(WHAT YOU WILL DO): Edit the listing by replacing "horse" with "pony" wherever it appears. Keep everything else unchanged.

+ + +

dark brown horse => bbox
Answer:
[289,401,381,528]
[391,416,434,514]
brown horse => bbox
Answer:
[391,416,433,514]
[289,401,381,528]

+ + +

(COMPLETED TASK):
dark brown pony => bbox
Answer:
[289,401,381,528]
[391,416,434,514]
brown pony => bbox
Answer:
[391,416,433,514]
[289,401,381,528]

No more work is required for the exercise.